> _What this task involves_: Retype every line of the material below verbatim, without altering anything.
--------------------------------------------------
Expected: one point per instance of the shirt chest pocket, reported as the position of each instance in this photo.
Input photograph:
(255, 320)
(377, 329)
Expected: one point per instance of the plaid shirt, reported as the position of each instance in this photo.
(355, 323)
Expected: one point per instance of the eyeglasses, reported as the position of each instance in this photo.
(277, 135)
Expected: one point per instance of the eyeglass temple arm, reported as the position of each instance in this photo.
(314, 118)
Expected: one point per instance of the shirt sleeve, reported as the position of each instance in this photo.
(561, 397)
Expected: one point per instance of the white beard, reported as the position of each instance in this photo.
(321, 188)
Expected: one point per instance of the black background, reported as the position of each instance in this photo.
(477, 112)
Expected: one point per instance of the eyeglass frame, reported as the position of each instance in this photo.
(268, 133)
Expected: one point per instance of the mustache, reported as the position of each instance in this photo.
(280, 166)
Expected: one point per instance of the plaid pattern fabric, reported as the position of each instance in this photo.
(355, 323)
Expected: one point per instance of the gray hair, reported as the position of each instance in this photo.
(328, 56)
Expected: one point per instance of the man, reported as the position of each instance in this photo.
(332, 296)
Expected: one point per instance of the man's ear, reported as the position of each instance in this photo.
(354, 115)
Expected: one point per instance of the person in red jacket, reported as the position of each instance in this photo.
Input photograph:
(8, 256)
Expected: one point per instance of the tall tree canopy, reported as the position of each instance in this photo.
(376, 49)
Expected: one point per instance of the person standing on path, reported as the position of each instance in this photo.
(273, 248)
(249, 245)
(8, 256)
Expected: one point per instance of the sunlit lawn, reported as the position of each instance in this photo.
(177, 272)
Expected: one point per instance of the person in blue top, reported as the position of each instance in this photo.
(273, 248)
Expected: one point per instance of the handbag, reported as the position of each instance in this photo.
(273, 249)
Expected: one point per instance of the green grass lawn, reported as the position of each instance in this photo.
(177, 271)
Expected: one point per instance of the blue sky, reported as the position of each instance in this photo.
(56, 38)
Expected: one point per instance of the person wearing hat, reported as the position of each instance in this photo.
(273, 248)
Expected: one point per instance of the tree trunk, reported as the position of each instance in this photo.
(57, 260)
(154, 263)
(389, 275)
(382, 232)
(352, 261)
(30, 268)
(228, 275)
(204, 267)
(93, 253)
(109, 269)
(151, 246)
--------------------------------------------------
> _Written response_:
Expected: one point per instance of the shirt chest pocket, reported as the position of each instance in this photo.
Input photograph:
(255, 320)
(377, 329)
Expected: one point per instance of the plaid shirt, reported as the position of each instance in this photo.
(355, 323)
Expected: one point per instance of the eyeglasses, reported as the position of each instance in this photo.
(277, 135)
Expected: one point per instance of the eyeglass temple arm, reported as the position of each instance in this photo.
(314, 118)
Expected: one point per instance of the shirt sleeve, reported as the position of each instance in this photo.
(561, 397)
Expected: one point per instance of the white beard, reported as the position of each instance in this photo.
(321, 188)
Expected: one point per instance of the black background, reported as the position of each instance in this photo.
(477, 112)
Expected: one point per instance of the eyeglass frame, reported as the position of each instance in this photo.
(268, 133)
Expected: one point per instance of the mustache, reported as the position of each instance in this photo.
(280, 166)
Expected: one point per instance of the plaid pattern fabric, reported as the position of each instance in this photo.
(355, 323)
Expected: one point per instance of the gray hair, reported as the position of each instance in this photo.
(328, 56)
Expected: one point per instance of the man, reported as the position of each instance in this photo.
(332, 296)
Expected: one point per instance of the man's ear, reported as the position of each instance in this photo.
(354, 115)
Expected: one point per instance of the person in red jacket, reported as the position of each instance in this photo.
Input photograph:
(8, 256)
Expected: one point per instance of the tall tree canopy, reported as the position of each instance in this photo.
(376, 49)
Expected: one point per instance of the person standing on path, reported as the position of each instance in this photo.
(273, 248)
(249, 245)
(8, 256)
Expected: one point per instance of the sunlit lawn, reported as the position of each instance in this photo.
(177, 272)
Expected: one point per instance of the person in blue top, reported as the position of each instance in this photo.
(273, 248)
Expected: one point per instance of the handbag, reported as the position of each instance in this photo.
(273, 249)
Expected: one point per instance of the green grass lawn, reported as the position of each instance in this photo.
(177, 271)
Expected: one point per instance of the blue sky, reported as the position of each instance in this photo.
(56, 38)
Expected: one point per instance of the person wearing hat, reported as the position of each instance in this photo.
(273, 248)
Expected: one point per instance of the tree trunk, reported as the position of each instance in this photo.
(57, 260)
(154, 263)
(389, 275)
(382, 232)
(352, 261)
(30, 268)
(228, 275)
(204, 267)
(93, 253)
(109, 269)
(151, 246)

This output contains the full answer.